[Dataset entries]
-- Opening Marker --

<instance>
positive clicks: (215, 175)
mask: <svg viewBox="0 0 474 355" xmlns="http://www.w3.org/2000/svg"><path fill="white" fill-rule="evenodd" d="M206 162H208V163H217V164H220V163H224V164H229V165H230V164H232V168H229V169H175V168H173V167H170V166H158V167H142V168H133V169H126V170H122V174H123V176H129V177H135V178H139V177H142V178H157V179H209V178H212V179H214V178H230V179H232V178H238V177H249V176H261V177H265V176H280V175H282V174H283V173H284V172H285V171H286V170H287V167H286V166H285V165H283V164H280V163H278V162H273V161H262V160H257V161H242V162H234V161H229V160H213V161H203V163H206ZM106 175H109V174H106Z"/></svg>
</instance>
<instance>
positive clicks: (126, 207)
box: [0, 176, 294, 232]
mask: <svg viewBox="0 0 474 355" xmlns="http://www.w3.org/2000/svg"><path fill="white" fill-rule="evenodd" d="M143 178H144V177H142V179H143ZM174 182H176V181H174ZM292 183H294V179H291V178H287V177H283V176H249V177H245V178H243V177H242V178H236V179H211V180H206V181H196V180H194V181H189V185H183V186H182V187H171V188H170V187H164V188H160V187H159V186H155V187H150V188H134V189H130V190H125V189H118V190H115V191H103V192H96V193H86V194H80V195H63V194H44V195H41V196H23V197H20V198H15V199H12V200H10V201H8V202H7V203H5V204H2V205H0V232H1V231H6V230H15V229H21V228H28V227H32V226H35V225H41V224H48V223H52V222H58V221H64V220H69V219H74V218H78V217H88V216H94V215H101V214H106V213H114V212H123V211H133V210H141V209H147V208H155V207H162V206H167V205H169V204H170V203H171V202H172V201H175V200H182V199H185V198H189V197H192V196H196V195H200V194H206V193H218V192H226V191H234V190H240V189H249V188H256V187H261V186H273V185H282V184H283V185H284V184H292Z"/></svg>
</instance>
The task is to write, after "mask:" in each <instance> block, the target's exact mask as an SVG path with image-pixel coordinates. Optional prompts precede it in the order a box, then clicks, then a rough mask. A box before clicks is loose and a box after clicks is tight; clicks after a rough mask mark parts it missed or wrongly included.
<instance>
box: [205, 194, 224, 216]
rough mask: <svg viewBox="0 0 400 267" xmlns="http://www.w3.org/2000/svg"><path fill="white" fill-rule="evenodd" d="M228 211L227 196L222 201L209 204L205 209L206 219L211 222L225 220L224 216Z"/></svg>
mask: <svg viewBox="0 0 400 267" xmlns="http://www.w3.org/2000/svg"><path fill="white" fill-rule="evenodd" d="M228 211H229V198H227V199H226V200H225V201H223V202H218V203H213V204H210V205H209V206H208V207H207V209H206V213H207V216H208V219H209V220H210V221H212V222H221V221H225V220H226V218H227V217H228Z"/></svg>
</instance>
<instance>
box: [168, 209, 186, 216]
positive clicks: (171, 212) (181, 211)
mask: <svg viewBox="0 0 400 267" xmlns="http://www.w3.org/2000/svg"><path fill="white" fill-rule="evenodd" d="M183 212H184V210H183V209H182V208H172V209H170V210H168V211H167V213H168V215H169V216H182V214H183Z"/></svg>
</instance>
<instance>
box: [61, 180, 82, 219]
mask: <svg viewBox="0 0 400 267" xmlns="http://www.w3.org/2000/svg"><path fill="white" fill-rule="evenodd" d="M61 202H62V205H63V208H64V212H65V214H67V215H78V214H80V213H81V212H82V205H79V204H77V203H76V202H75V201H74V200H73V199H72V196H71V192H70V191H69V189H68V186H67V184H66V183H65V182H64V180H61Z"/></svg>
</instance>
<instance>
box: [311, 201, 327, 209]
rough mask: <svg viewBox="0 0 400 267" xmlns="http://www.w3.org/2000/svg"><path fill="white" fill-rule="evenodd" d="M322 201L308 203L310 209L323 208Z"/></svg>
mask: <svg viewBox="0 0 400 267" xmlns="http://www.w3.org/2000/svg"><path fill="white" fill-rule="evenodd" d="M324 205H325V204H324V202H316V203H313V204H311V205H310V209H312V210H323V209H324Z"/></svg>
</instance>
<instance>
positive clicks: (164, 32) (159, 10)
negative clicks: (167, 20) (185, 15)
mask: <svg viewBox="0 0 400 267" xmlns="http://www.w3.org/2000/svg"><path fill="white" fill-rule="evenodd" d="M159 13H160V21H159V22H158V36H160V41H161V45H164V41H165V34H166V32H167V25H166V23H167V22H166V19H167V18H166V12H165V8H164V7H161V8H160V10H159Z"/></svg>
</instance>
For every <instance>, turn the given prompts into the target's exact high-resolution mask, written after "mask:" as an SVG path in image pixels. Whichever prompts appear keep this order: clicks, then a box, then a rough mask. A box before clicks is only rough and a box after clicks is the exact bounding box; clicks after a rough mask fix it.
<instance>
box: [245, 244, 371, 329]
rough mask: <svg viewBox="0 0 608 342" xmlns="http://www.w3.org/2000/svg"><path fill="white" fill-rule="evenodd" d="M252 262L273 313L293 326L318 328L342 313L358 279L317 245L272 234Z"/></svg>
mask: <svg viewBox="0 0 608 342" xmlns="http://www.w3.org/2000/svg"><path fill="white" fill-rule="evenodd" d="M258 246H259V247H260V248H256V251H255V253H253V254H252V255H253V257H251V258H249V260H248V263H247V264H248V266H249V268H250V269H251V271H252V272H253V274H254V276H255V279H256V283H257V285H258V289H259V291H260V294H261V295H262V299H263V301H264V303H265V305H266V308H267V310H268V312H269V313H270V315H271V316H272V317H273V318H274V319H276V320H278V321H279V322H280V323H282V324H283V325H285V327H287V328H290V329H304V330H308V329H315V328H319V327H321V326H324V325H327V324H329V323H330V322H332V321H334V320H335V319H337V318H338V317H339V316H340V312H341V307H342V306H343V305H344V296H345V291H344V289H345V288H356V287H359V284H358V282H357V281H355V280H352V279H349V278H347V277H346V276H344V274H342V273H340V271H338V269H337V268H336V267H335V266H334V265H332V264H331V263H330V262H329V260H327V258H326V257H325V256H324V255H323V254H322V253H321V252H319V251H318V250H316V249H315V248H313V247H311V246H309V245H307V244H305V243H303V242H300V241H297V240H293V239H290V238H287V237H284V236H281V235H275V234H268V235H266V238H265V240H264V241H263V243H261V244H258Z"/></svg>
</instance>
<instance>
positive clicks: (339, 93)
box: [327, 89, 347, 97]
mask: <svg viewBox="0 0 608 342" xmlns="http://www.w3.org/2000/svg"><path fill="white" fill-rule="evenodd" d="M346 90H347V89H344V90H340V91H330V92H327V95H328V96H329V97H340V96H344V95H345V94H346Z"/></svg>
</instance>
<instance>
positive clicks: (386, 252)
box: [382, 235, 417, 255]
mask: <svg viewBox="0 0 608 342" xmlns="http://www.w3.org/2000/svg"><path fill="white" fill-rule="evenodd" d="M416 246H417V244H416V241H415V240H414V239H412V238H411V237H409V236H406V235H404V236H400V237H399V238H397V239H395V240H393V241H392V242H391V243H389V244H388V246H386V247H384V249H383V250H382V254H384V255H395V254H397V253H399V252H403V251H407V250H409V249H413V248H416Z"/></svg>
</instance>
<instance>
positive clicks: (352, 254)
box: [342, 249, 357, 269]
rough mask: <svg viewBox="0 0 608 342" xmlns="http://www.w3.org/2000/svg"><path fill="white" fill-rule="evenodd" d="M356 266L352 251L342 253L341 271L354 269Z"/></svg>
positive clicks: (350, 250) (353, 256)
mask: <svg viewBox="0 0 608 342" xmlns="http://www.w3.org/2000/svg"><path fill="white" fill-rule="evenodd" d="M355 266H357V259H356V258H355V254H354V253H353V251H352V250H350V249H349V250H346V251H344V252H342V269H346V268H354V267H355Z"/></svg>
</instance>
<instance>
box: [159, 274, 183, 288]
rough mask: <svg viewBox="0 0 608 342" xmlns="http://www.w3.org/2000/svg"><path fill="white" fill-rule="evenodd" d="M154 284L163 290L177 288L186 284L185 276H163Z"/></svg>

-- Closing Marker --

## Problem to work on
Copy out the entries above exactly as given, starting at the top and ending with the line containing "box: [205, 194, 224, 216]"; include both and nothing more.

## Task answer
<instance>
positive clicks: (215, 175)
mask: <svg viewBox="0 0 474 355" xmlns="http://www.w3.org/2000/svg"><path fill="white" fill-rule="evenodd" d="M206 162H208V163H217V164H220V163H224V164H229V165H230V164H232V168H229V169H175V168H173V167H170V166H158V167H142V168H133V169H126V170H122V174H123V176H129V177H135V178H139V177H142V178H157V179H209V178H212V179H214V178H230V179H232V178H238V177H249V176H261V177H265V176H280V175H282V174H283V173H284V172H285V171H286V170H287V167H286V166H285V165H283V164H280V163H278V162H273V161H262V160H257V161H242V162H234V161H229V160H213V161H203V163H206ZM106 175H109V174H106Z"/></svg>
</instance>
<instance>
positive clicks: (126, 207)
box: [0, 176, 294, 232]
mask: <svg viewBox="0 0 474 355" xmlns="http://www.w3.org/2000/svg"><path fill="white" fill-rule="evenodd" d="M143 178H144V177H142V179H143ZM174 182H176V181H174ZM292 183H294V179H291V178H287V177H283V176H249V177H245V178H243V177H242V178H236V179H211V180H206V181H196V180H194V181H189V185H183V186H182V187H171V188H170V187H164V188H160V187H159V186H155V187H150V188H134V189H130V190H125V189H118V190H115V191H103V192H96V193H86V194H80V195H63V194H44V195H41V196H23V197H20V198H15V199H12V200H10V201H8V202H7V203H5V204H2V205H0V232H1V231H6V230H15V229H21V228H28V227H32V226H35V225H41V224H48V223H52V222H58V221H64V220H69V219H74V218H78V217H88V216H94V215H101V214H106V213H114V212H123V211H133V210H141V209H147V208H155V207H162V206H167V205H169V204H170V203H171V202H172V201H175V200H182V199H185V198H189V197H192V196H196V195H200V194H206V193H218V192H226V191H234V190H240V189H249V188H256V187H261V186H273V185H282V184H283V185H284V184H292Z"/></svg>
</instance>
The task is to write, after "mask:" in each <instance> block, the target's exact mask as an SVG path with image-pixel coordinates. Optional prompts precede it in the order a box, then clicks, then a rough mask. A box before clicks is loose and a box after clicks is tight; clicks after a rough mask mark parts it missed or wrongly included.
<instance>
box: [205, 194, 224, 216]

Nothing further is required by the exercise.